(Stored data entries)
+++++

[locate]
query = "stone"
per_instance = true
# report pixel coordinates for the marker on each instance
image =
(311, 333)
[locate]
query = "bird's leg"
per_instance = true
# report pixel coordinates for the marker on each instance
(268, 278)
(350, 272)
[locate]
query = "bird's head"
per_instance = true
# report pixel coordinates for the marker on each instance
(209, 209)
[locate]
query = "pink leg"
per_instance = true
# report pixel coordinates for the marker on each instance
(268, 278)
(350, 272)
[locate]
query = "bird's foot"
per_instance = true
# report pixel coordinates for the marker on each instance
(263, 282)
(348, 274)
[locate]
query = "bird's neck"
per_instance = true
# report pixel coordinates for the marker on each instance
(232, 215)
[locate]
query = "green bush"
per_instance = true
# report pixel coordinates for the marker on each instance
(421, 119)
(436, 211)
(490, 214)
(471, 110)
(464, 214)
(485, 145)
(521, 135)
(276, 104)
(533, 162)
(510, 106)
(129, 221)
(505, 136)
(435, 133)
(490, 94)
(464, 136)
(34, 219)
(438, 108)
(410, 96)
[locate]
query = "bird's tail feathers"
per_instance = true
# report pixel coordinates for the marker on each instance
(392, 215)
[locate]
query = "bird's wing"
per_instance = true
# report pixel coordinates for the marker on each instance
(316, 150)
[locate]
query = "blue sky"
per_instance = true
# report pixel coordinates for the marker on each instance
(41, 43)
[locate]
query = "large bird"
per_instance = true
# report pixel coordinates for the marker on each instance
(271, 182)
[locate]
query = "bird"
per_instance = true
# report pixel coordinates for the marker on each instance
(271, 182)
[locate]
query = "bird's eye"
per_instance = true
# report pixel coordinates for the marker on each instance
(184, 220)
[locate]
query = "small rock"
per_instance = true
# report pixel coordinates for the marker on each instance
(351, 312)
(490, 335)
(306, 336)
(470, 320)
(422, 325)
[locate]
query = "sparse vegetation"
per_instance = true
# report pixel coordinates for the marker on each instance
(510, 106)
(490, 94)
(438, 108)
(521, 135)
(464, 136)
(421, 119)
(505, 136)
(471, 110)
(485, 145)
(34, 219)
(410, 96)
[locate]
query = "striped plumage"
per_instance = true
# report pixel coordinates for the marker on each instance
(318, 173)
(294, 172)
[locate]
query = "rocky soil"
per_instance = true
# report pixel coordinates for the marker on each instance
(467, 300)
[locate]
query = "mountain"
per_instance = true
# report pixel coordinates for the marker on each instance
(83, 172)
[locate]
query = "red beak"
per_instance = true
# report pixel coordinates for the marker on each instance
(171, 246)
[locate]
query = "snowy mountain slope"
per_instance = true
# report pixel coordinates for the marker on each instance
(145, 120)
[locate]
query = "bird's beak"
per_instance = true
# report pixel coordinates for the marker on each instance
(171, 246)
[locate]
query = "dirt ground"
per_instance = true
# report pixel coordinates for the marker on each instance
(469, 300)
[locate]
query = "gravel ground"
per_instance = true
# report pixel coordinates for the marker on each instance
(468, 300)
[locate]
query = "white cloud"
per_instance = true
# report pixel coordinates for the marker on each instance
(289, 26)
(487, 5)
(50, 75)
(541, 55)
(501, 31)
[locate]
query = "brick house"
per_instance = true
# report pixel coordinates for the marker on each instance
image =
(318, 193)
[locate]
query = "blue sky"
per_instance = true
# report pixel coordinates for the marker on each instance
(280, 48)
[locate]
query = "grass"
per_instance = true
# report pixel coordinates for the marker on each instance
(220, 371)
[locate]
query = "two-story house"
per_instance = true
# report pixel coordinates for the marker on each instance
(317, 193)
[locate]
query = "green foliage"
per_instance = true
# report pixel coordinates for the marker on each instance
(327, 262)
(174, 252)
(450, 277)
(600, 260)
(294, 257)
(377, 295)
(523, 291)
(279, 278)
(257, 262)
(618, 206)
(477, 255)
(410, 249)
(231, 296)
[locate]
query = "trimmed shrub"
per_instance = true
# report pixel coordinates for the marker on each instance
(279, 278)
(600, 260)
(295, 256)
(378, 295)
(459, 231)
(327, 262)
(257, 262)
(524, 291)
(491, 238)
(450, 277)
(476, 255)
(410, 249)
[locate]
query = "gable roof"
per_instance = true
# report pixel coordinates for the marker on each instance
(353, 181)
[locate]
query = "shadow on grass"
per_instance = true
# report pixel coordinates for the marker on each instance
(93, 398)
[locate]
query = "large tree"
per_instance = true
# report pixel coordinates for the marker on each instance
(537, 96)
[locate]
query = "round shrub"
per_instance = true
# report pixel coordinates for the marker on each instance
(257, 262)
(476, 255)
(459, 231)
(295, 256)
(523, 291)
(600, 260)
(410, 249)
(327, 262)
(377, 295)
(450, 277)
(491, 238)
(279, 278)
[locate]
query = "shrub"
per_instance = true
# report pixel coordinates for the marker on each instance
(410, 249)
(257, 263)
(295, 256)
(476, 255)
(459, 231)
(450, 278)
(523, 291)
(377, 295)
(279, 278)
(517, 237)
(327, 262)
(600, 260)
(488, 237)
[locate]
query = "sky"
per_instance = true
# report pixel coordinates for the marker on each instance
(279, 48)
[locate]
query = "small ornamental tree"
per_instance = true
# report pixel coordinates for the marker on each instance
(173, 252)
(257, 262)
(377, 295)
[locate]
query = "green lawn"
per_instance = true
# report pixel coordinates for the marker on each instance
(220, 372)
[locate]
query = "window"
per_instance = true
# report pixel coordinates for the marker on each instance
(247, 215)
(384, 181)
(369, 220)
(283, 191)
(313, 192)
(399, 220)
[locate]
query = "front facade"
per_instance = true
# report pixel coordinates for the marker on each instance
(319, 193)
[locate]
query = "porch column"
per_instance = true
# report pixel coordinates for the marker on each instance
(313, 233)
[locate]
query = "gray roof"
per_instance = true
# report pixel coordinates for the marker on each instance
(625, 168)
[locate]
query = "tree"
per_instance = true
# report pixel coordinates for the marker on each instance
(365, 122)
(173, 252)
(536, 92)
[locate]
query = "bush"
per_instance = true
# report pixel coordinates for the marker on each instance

+++++

◆ EXERCISE: Your task is to output all of the data above word for word.

◆ OUTPUT:
[locate]
query = "stone"
per_instance = true
# report pixel coordinates for the marker on each instance
image =
(311, 333)
[locate]
query = "bird's leg"
per_instance = true
# report pixel coordinates for the marker on each instance
(268, 278)
(350, 272)
[locate]
query = "bird's head"
per_instance = true
# report pixel coordinates for the marker on each instance
(209, 209)
[locate]
query = "pink leg"
per_instance = true
# report pixel coordinates for the marker on each instance
(268, 278)
(350, 272)
[locate]
query = "bird's foot"
per_instance = true
# report pixel coordinates for the marker on each instance
(263, 282)
(348, 274)
[locate]
query = "bird's neck"
per_instance = true
# report pixel coordinates for the marker on each instance
(232, 215)
[locate]
query = "green bush"
per_instance = true
# report pixel coordinates for the marker on each instance
(421, 119)
(436, 211)
(490, 214)
(471, 110)
(464, 214)
(485, 145)
(521, 135)
(276, 104)
(533, 162)
(510, 106)
(129, 221)
(505, 136)
(435, 133)
(490, 94)
(464, 136)
(34, 219)
(438, 108)
(410, 96)
[locate]
query = "bird's tail feathers"
per_instance = true
# report pixel coordinates for the marker on each instance
(392, 215)
[locate]
query = "bird's wing"
per_instance = true
# report pixel coordinates for the marker on each instance
(316, 150)
[locate]
query = "blue sky"
per_instance = true
# report pixel coordinates for the marker on each instance
(41, 43)
[locate]
query = "large bird"
per_instance = true
# report pixel coordinates for the marker on each instance
(271, 182)
[locate]
query = "bird"
per_instance = true
# report pixel coordinates for the marker on each instance
(271, 182)
[locate]
query = "bird's eye"
per_instance = true
# report pixel coordinates for the marker on each instance
(184, 220)
[locate]
query = "small rock"
per_instance = true
# report pixel coordinates for the marker on each instance
(351, 312)
(490, 335)
(306, 336)
(470, 320)
(422, 325)
[locate]
query = "sparse vegetation"
per_instance = true
# report pixel coordinates for the marker on each instance
(510, 106)
(490, 94)
(438, 108)
(521, 135)
(464, 136)
(421, 119)
(505, 136)
(471, 110)
(485, 145)
(34, 219)
(410, 96)
[locate]
query = "striped plumage"
per_instance = true
# report pixel coordinates for the marker on each instance
(318, 173)
(294, 172)
[locate]
query = "rocky soil"
per_instance = true
# report pixel coordinates for the marker on each instance
(467, 300)
[locate]
query = "mountain"
per_instance = true
# report pixel coordinates for the marker on each instance
(83, 172)
[locate]
query = "red beak"
per_instance = true
# report pixel coordinates for the marker on each instance
(171, 246)
[locate]
query = "snowy mountain slope"
per_instance = true
# report pixel coordinates for the marker on each instance
(145, 120)
[locate]
query = "bird's beak"
per_instance = true
# report pixel coordinates for the marker on each instance
(171, 246)
[locate]
query = "dirt ground"
per_instance = true
# report pixel coordinates for the marker on each instance
(469, 300)
[locate]
query = "gravel ground"
per_instance = true
# report pixel coordinates for the marker on each instance
(468, 300)
[locate]
query = "white cloud"
per_instance = true
# report pixel coordinates for the marker on each instance
(289, 26)
(487, 5)
(50, 75)
(541, 55)
(501, 31)
[locate]
query = "brick house"
per_instance = true
# report pixel coordinates for the marker on each instance
image =
(318, 193)
[locate]
query = "blue sky"
per_instance = true
# report pixel coordinates for the marker on each instance
(280, 48)
[locate]
query = "grass"
per_instance = true
# report pixel coordinates for the marker on each instance
(220, 371)
[locate]
query = "two-story house"
per_instance = true
# report pixel coordinates for the marker on each instance
(317, 193)
[locate]
query = "green foliage"
per_instance = true
# report pixel coordinates for the marker on each instance
(327, 262)
(174, 252)
(450, 277)
(600, 260)
(294, 257)
(377, 295)
(523, 291)
(279, 278)
(257, 262)
(618, 206)
(477, 255)
(410, 249)
(231, 296)
[locate]
query = "trimmed shrub"
per_instance = true
# report pixel coordinates for the marker on each instance
(279, 278)
(600, 260)
(295, 256)
(378, 295)
(459, 231)
(327, 262)
(257, 262)
(524, 291)
(491, 238)
(450, 277)
(476, 255)
(410, 249)
[locate]
query = "gable roof"
per_instance = true
# report pixel coordinates for the marker on each instance
(353, 181)
[locate]
query = "shadow on grass"
per_instance = true
# report pixel coordinates for the marker on each instance
(93, 398)
[locate]
query = "large tree"
per_instance = true
# report pixel coordinates for the marker on each instance
(537, 96)
[locate]
query = "round shrub"
per_instance = true
# report pixel coordinates for the marker on each instance
(257, 262)
(476, 255)
(459, 231)
(295, 256)
(523, 291)
(600, 260)
(410, 249)
(327, 262)
(377, 295)
(450, 277)
(491, 238)
(279, 278)
[locate]
query = "shrub"
per_instance = true
# report pixel coordinates for the marker on each instance
(410, 249)
(257, 263)
(295, 256)
(476, 255)
(459, 231)
(450, 278)
(523, 291)
(377, 295)
(279, 278)
(517, 237)
(327, 262)
(600, 260)
(488, 237)
[locate]
query = "sky"
per_instance = true
# report pixel coordinates for the marker on each instance
(279, 48)
[locate]
query = "small ornamental tree"
per_instance = true
# report pixel coordinates for the marker on each instance
(173, 252)
(257, 262)
(377, 295)
[locate]
query = "green lawn"
per_instance = true
# report pixel coordinates for the marker on each instance
(220, 372)
[locate]
query = "window"
per_instance = true
# report pixel coordinates for the marker on each instance
(247, 215)
(384, 181)
(369, 220)
(283, 191)
(313, 192)
(399, 220)
[locate]
query = "front facade"
per_instance = true
# report pixel coordinates for the marker on each instance
(319, 193)
[locate]
query = "porch column"
per_instance = true
# report pixel coordinates for the marker on each instance
(313, 233)
[locate]
query = "gray roof"
per_instance = true
# report pixel coordinates for the marker on each instance
(625, 168)
[locate]
query = "tree"
per_instance = true
# report pixel coordinates for the marker on each instance
(365, 122)
(173, 252)
(536, 92)
[locate]
query = "bush"
per_instance = true
# report pixel coordinates for the marker on each instance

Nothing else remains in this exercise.